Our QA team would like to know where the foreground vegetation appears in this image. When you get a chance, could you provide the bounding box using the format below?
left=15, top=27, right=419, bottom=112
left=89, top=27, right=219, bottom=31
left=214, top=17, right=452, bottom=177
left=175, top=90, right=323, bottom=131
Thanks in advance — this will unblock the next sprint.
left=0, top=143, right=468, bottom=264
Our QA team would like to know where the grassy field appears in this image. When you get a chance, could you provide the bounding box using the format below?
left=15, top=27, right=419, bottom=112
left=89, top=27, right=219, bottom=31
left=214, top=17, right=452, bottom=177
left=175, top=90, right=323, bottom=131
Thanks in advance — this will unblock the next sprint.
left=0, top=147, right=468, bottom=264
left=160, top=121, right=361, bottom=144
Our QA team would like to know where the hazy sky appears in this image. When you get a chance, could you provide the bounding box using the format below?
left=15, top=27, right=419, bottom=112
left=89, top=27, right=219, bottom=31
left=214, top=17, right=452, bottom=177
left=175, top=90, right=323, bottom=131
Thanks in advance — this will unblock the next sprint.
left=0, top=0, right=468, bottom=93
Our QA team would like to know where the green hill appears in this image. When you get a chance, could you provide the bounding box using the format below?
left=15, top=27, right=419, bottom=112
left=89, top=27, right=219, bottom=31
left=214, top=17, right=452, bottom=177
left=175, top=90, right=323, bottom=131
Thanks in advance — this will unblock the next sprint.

▬▬▬▬▬▬▬▬▬▬

### What you have to do
Rewrite every row above with "next sprint" swapped for "next release" and nothing else changed.

### Complete answer
Our QA team would like to know where the foreground vegetation appears in this image. When you get a chance, could you provide the bounding box using the format below?
left=15, top=27, right=419, bottom=112
left=89, top=27, right=219, bottom=31
left=214, top=17, right=452, bottom=177
left=175, top=90, right=323, bottom=131
Thanks in advance — this will unblock the next release.
left=0, top=143, right=468, bottom=264
Our QA team would like to know where the grassy field appears in this image. When you get a chance, could you provide the bounding box using the format below?
left=15, top=27, right=419, bottom=112
left=89, top=27, right=219, bottom=31
left=214, top=17, right=452, bottom=177
left=175, top=90, right=323, bottom=131
Thanks in advance — this will unblock the next release.
left=0, top=147, right=468, bottom=264
left=160, top=121, right=361, bottom=144
Our QA team would like to know where the hazy sky appears in this image. When you get a chance, could you provide the bounding box using the format below?
left=15, top=27, right=419, bottom=112
left=89, top=27, right=219, bottom=31
left=214, top=17, right=452, bottom=177
left=175, top=90, right=323, bottom=131
Thanks in advance — this will unblock the next release.
left=0, top=0, right=468, bottom=93
Our QA team would like to know where the green hill appears in this image. When you get a chance, could you provide the bounding box using the format below?
left=15, top=27, right=419, bottom=112
left=89, top=27, right=219, bottom=31
left=214, top=17, right=452, bottom=177
left=175, top=90, right=323, bottom=131
Thanks in advance — this will unblock the next release.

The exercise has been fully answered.